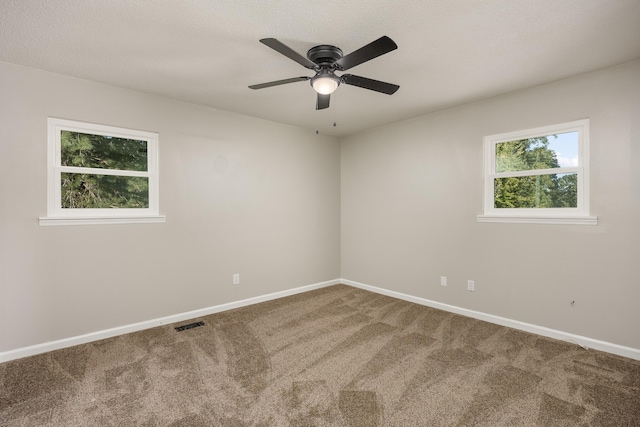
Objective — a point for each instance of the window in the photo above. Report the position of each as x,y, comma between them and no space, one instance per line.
101,174
538,175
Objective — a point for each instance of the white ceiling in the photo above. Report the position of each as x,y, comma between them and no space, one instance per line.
207,51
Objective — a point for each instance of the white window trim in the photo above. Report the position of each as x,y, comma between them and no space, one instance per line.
579,215
56,215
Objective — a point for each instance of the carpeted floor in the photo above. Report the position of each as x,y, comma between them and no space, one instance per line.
337,356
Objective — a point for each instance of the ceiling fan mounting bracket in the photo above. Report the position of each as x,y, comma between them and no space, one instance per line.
324,54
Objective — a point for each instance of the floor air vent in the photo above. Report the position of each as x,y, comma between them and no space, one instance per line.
189,326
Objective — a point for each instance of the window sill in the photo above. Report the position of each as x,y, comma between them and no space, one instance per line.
572,220
49,221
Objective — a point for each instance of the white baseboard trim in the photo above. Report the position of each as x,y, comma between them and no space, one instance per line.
588,343
121,330
585,342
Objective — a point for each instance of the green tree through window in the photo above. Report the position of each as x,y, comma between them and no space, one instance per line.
103,191
544,190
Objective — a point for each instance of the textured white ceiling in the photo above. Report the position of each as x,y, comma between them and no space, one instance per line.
207,51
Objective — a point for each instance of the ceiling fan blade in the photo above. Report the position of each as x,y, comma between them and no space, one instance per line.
370,84
279,82
288,52
322,102
374,49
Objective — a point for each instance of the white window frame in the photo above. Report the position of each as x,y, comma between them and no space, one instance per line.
56,215
578,215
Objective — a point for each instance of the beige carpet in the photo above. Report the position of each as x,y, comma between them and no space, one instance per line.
338,356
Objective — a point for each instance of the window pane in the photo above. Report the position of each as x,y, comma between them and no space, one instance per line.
104,191
105,152
543,152
538,191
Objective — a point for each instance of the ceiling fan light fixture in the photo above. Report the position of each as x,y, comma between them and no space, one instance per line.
325,83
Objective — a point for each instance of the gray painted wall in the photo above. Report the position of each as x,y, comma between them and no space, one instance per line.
393,207
411,192
241,195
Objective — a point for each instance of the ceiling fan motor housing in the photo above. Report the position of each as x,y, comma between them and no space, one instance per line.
324,54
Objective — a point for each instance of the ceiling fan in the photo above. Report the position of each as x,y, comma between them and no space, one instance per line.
325,60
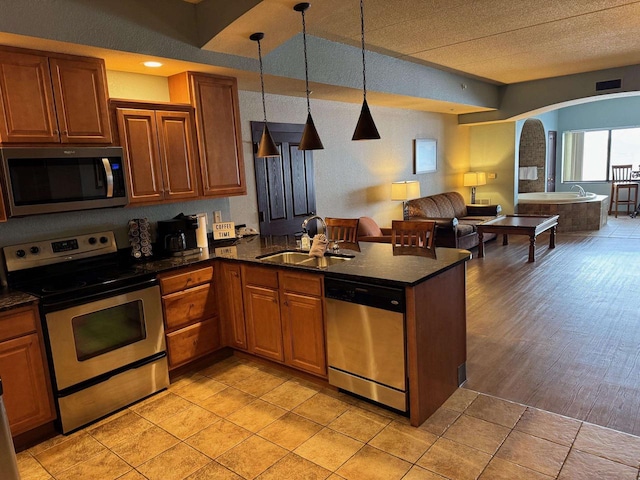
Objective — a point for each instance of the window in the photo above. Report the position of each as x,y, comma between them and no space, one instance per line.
588,155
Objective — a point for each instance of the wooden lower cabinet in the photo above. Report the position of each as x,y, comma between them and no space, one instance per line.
235,331
303,329
264,327
23,369
191,318
285,317
192,342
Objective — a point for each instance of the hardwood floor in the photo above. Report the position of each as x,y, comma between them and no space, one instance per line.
563,333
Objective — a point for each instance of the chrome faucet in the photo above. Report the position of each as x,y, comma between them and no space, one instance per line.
316,217
581,192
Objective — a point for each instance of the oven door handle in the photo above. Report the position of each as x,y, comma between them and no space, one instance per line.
109,175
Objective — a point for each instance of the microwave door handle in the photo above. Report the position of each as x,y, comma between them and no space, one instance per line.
109,174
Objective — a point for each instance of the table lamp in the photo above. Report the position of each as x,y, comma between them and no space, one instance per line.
403,191
473,179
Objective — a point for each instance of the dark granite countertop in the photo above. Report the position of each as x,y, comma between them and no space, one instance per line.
13,299
374,262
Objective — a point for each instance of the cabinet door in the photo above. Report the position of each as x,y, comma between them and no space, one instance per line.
28,112
192,342
303,330
80,92
264,328
219,137
24,381
177,152
138,137
233,317
189,306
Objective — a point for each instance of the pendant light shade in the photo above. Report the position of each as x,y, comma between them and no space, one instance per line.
366,127
267,147
310,138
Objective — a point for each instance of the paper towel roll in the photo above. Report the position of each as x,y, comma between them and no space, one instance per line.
201,232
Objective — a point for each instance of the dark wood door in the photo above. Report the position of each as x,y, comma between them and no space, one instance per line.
26,94
551,160
80,92
284,185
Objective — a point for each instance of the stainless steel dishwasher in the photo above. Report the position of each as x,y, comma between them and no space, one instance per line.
366,340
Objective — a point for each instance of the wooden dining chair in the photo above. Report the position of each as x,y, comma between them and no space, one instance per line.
621,180
410,233
342,229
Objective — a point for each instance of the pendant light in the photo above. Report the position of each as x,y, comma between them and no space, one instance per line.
366,128
310,138
267,147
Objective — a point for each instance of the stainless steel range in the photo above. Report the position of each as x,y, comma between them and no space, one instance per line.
102,320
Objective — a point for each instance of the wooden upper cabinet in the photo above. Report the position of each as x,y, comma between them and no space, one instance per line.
========================================================================
[EXERCISE] Could you retype all of the material above word for word, leaving the pictures out of your copy?

[SOLUTION TO THIS TASK]
Objective — a point for each instance of the window in the photo above. Report the position of each as x,y, comma between them and no space, one instance per line.
101,174
538,175
Objective — a point for each instance of the white ceiling in the photo above. Report the position of each as x,y, comma between them and no space, one instance per line.
207,51
Objective — a point for each instance of the white window trim in the photo above. Report the position of each as x,y, comma between them and no space, one instance per line.
579,215
56,215
Objective — a point for each instance of the carpeted floor in the photo above. Report the position of each as x,y, comma between them and no space, one instance per line.
337,356
Objective — a point for each instance of the ceiling fan mounting bracket in the photo above. Report the position of each as x,y, comma between them and no space, one instance per line.
324,54
Objective — a point for each instance of the floor air vent in the photo above. Report the position of each as x,y, comma between them and no space, one instance per line.
189,326
Objective — a point for each instance of the window sill in the photo above. Report the position of each as x,y, comma between them and no space, one instance per line.
572,220
49,221
Objective — a point for each instance of the white baseboard trim in the photo above. Report the position of each as x,y, comma between them and no space, one instance per line.
588,343
121,330
585,342
Objective — a point for each instance of the green tree through window in the photo above. Report the position of each as x,y, comma between them and no space, one instance per line.
103,191
544,190
Objective — a point for each instance of the textured white ceiling in the photo above. Report the position of each as x,y, comma between them and no space, one instance per line.
207,51
Objective — a point for each instance of the ceiling fan blade in the photo above. Report the position of each as x,y, comma between them and no space, one instance per line.
370,84
279,82
288,52
322,102
374,49
Objective — a point for each instance of the white window frame in the photo above. Report the position of each as x,y, comma between them and no space, one instance per line.
56,215
578,215
Objective — a point for each instance of the beige carpet in the photo above. Report the position of each as x,y, comma between them and no space, one instance per line.
338,356
Objective — a point for each instance of the window pane in the photo above. Report the position of each as x,y, comma between them and no space, one instance per line.
104,191
105,152
543,152
538,191
Objective — a point for each instance of the ceiling fan light fixture in the photo above. Report the position of each as x,y, comma between them and no space, one instance per line.
325,83
Objective — a point for each instance of the gray painted wall in the photo above. Report the position of each as x,y, comma between them and no space, one instance per line.
393,207
411,192
241,195
Objective — a point for each instance of the ceiling fan motor housing in the photo above. Report the position of each as x,y, comma between them and no space, one instance per line.
324,54
Objective — a point for each instance of the ceiling fan in the photo above. Report the position of each as x,y, comma between them and no space, one instance per line.
325,60
Objective — a point for each instance of the window in the photo above. Report the position of each as x,y, comma between them and no space, one instance per line.
588,155
Objective — a point for each instance of the wooden lower cabinet in the photo above. Report the position of each as x,y, comma between them and no space, one instance per line.
235,331
303,329
264,327
23,369
191,318
285,317
192,342
Objective — a point for each instance of the hardwood floor in the photo above. Report the position of each as x,y, comma between them and no space, one instance per line.
563,333
Objective — a point for each instance of the chrome faucet in the photo above. Report the position of each as x,y, comma between them and no space, one instance per line.
316,217
581,192
Objective — a point for each instance of the oven door handle in the photo above. Report the position of each as x,y, comma between them and no space, one instance per line.
109,175
Objective — a point for each instance of the microwave door handle in the photo above. Report the position of each as x,y, comma between them and no space, one instance per line.
109,174
Objective — a point for each instance of the table lamp in the photo above. Report the position of each as x,y, comma between them and no space, one instance per line.
403,191
473,179
Objective — a point for each instance of the dark granite countertop in the photo above. Report the position of each as x,y, comma between them and no space, one instance per line.
13,299
374,262
Objective — a point for each instance of the cabinet door in the photo above. Report the position of each as x,y, comma between them and no space, one instance per line.
28,112
192,342
303,330
80,92
264,328
219,137
24,381
177,152
138,137
233,317
189,306
Objective — a point for each instance of the pendant light shade in the photo above. Report the position of each as x,y, comma between them and no space, one instance per line.
366,127
267,147
310,138
Objective — a point for each instance of the paper towel roll in the photo above. Report the position of each as x,y, comma between them and no space, one instance per line.
201,232
Objective — a point for each instance of the dark wood door in the photo above. Report the position of each as x,y, comma between them and no space, one instance per line.
26,94
551,160
80,92
284,185
Objective — a point for each instance of the stainless steel dishwasher in the photo above. Report the position of each as x,y, comma between them and no space, one instance per line.
366,340
Objective — a point for each instance of the wooden dining chair in the photo above. Report the position of each as x,y, comma between them and no space, one instance per line.
621,180
410,233
342,229
Objective — a point for each instance of the pendant light in the photo above. Report the position of each as x,y, comma between them and no space, one instance per line.
366,128
310,138
267,147
Objective — a point for each instance of the stainless steel range in the photo above. Report the position of each as x,y, comma between them and no space, one instance per line.
102,320
Objective — a point for each instance of the wooden upper cabinet in the photo above. Report the position of each as x,y, comma between them and no space, one instance per line.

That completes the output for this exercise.